REQUIREMENT. Could you set down every record below exactly as it appears?

*** Opening RAW DATA ***

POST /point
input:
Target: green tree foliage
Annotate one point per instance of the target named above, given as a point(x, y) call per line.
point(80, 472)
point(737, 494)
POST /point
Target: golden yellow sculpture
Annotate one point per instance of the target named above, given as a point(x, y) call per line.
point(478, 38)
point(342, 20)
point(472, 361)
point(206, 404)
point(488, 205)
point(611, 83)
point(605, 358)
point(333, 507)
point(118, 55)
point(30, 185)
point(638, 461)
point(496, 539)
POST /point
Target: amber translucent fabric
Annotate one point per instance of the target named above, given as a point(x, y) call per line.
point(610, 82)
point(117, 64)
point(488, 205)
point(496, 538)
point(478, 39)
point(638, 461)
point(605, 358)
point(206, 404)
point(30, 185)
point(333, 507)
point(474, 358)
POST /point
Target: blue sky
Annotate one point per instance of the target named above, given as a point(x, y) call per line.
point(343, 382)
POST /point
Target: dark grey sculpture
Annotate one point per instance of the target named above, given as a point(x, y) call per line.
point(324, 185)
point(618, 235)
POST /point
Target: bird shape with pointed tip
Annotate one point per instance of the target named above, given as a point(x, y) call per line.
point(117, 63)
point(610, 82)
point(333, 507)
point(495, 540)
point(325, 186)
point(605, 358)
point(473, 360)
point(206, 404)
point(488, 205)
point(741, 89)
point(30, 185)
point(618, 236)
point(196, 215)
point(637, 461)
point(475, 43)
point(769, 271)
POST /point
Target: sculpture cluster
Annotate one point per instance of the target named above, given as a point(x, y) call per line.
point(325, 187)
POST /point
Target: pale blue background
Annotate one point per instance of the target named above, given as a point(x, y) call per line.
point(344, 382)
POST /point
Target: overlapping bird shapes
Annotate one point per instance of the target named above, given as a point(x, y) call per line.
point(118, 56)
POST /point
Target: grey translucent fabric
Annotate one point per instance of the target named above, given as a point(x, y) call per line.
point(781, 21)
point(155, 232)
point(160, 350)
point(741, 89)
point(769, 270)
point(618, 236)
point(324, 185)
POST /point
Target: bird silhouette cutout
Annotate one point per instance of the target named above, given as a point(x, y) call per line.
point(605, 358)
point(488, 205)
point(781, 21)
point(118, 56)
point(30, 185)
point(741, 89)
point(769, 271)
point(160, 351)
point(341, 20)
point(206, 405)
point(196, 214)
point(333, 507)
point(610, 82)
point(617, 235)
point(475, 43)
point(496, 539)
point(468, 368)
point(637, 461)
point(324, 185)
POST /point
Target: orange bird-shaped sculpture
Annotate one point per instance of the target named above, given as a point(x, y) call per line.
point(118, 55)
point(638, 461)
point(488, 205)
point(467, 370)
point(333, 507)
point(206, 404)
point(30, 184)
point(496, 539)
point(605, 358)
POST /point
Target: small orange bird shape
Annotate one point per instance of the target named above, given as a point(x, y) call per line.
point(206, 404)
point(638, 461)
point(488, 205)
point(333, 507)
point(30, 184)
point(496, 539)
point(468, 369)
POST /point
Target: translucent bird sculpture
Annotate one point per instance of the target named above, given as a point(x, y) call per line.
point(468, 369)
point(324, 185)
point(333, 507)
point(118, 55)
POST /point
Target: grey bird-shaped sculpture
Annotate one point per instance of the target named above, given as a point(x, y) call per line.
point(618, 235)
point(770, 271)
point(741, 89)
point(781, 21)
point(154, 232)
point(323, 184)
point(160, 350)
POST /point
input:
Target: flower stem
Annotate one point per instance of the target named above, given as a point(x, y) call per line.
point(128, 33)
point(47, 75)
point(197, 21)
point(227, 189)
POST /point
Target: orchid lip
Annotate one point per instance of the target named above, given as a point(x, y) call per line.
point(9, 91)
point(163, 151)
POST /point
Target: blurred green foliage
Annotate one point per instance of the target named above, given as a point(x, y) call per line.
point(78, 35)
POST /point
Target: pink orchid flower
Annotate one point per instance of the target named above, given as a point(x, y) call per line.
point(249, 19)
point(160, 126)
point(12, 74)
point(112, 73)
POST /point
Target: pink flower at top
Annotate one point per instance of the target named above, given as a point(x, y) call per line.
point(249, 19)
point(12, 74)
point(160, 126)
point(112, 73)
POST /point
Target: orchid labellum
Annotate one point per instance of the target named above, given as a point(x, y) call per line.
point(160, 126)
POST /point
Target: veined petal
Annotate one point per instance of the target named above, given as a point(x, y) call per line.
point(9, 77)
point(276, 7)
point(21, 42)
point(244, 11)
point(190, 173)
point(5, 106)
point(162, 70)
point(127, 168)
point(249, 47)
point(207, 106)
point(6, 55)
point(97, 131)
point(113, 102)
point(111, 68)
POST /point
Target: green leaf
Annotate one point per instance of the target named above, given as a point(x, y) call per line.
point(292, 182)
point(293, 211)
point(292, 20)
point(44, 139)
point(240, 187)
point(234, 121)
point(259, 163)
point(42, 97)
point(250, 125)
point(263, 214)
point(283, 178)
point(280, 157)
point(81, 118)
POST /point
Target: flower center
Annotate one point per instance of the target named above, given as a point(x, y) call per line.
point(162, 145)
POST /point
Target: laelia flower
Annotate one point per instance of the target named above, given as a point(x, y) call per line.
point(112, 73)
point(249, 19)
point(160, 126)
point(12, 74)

*** Closing RAW DATA ***

ANSWER BELOW.
POST /point
input:
Target: green tree foliage
Annotate one point per instance of the target named above, given as a point(x, y) call per line.
point(80, 472)
point(737, 494)
POST /point
Target: golden yellow sculpture
Annotate one point per instance of the target named above, given as a point(x, y) call per line.
point(478, 38)
point(342, 20)
point(472, 361)
point(206, 404)
point(488, 205)
point(611, 83)
point(605, 358)
point(333, 507)
point(118, 55)
point(30, 185)
point(638, 461)
point(496, 539)
POST /point
Target: amber translucent fabric
Annotate one point per instance of the target named above, given as a point(x, y) call per line.
point(610, 82)
point(117, 64)
point(488, 205)
point(496, 538)
point(478, 39)
point(638, 461)
point(605, 358)
point(206, 404)
point(30, 185)
point(333, 507)
point(474, 358)
POST /point
Target: blue sky
Annotate one point per instance of the target named above, given as a point(x, y) call per line.
point(343, 382)
POST /point
Target: dark grey sculpture
Annotate one point per instance of the target named above, given as a point(x, y) call per line.
point(324, 185)
point(618, 235)
POST /point
Target: bird shape with pointed tip
Annotate one point per instance of the target named above, given as a point(x, y) call per line.
point(117, 63)
point(610, 82)
point(333, 507)
point(495, 540)
point(325, 186)
point(605, 358)
point(473, 360)
point(206, 404)
point(488, 205)
point(741, 89)
point(30, 185)
point(618, 236)
point(196, 215)
point(637, 461)
point(475, 43)
point(769, 271)
POST /point
Target: sculpture cluster
Annotate one point per instance of the target named above, given as a point(x, y) call per line.
point(325, 187)
POST /point
Target: pale blue background
Annotate one point per instance of the target named above, given as a point(x, y) call per line.
point(344, 382)
POST /point
Target: overlapping bird shapes
Annotate one point per instance of the target named above, given as a point(x, y) call per line.
point(118, 56)
POST /point
Target: grey translucent fabric
Annotate one point per instance of the target named above, given as a point(x, y) call per line.
point(781, 21)
point(155, 232)
point(160, 350)
point(741, 89)
point(769, 270)
point(618, 236)
point(324, 185)
POST /point
Target: bird silhouette cutout
Annotate one point per instance of the target named above, given as a point(x, y) call per line.
point(605, 358)
point(488, 205)
point(781, 21)
point(118, 56)
point(30, 185)
point(741, 89)
point(769, 271)
point(160, 351)
point(341, 20)
point(206, 405)
point(196, 214)
point(333, 507)
point(610, 82)
point(617, 235)
point(475, 43)
point(496, 539)
point(468, 368)
point(637, 461)
point(324, 185)
POST /point
Target: orange bird-shaped sculpture
Annotate one point per instance of the target named above, given as a point(x, y) call per line.
point(118, 55)
point(638, 461)
point(488, 205)
point(467, 370)
point(333, 507)
point(206, 404)
point(30, 184)
point(496, 539)
point(605, 358)
POST /point
Target: small orange bird shape
Annotate one point per instance of the target named above, given as a point(x, y) call per line.
point(206, 404)
point(638, 461)
point(488, 205)
point(333, 507)
point(30, 184)
point(496, 539)
point(468, 369)
POST /point
Target: translucent bird sculpture
Annotate one point per instance of the target named above, given as a point(x, y) call per line.
point(468, 369)
point(324, 185)
point(333, 507)
point(118, 55)
POST /point
Target: grey bird-shaped sculpture
Annotate one point per instance of the target named above, given as a point(x, y) call per line.
point(618, 235)
point(770, 271)
point(741, 89)
point(781, 21)
point(154, 232)
point(323, 184)
point(160, 350)
POST /point
input:
Target: flower stem
Annotate one point per instance of the target named above, given as a point(x, y) call per line.
point(128, 33)
point(47, 75)
point(197, 21)
point(227, 189)
POST /point
Target: orchid lip
Annotate one point per instance of the target named above, given as a point(x, y) call per line.
point(9, 91)
point(163, 151)
POST /point
Target: blurred green foliage
Annotate one point per instance of the target named above, given as a point(x, y) call per line.
point(78, 35)
POST /point
Target: pink orchid flower
Annotate one point per instance of the target named above, given as a point(x, y) call per line.
point(249, 19)
point(160, 126)
point(12, 74)
point(112, 73)
POST /point
Target: pink flower at top
Annotate one point per instance of the target named above, given as a point(x, y) call per line.
point(249, 19)
point(12, 74)
point(160, 126)
point(112, 73)
POST /point
Target: orchid labellum
Annotate one point per instance of the target named above, given as a point(x, y) call per line.
point(160, 126)
POST /point
Target: veined petal
Annotate one point per instance of the target named above, given as a point(x, y) call per line.
point(9, 77)
point(276, 7)
point(21, 42)
point(244, 11)
point(190, 173)
point(5, 106)
point(162, 70)
point(127, 168)
point(249, 47)
point(207, 106)
point(6, 55)
point(97, 131)
point(113, 102)
point(111, 68)
POST /point
Target: green leaf
Annotate one point per instance of the target named above, given as a point(x, y) call per line.
point(292, 182)
point(293, 211)
point(292, 20)
point(44, 139)
point(240, 187)
point(234, 121)
point(259, 163)
point(42, 97)
point(250, 125)
point(263, 214)
point(283, 178)
point(280, 157)
point(81, 118)
POST /point
Target: flower center
Annotate one point per instance of the target named above, given as a point(x, y) call per line.
point(162, 145)
POST /point
Target: laelia flower
Annotate one point per instance of the target named above, given as a point(x, y) call per line.
point(112, 73)
point(249, 19)
point(160, 126)
point(12, 74)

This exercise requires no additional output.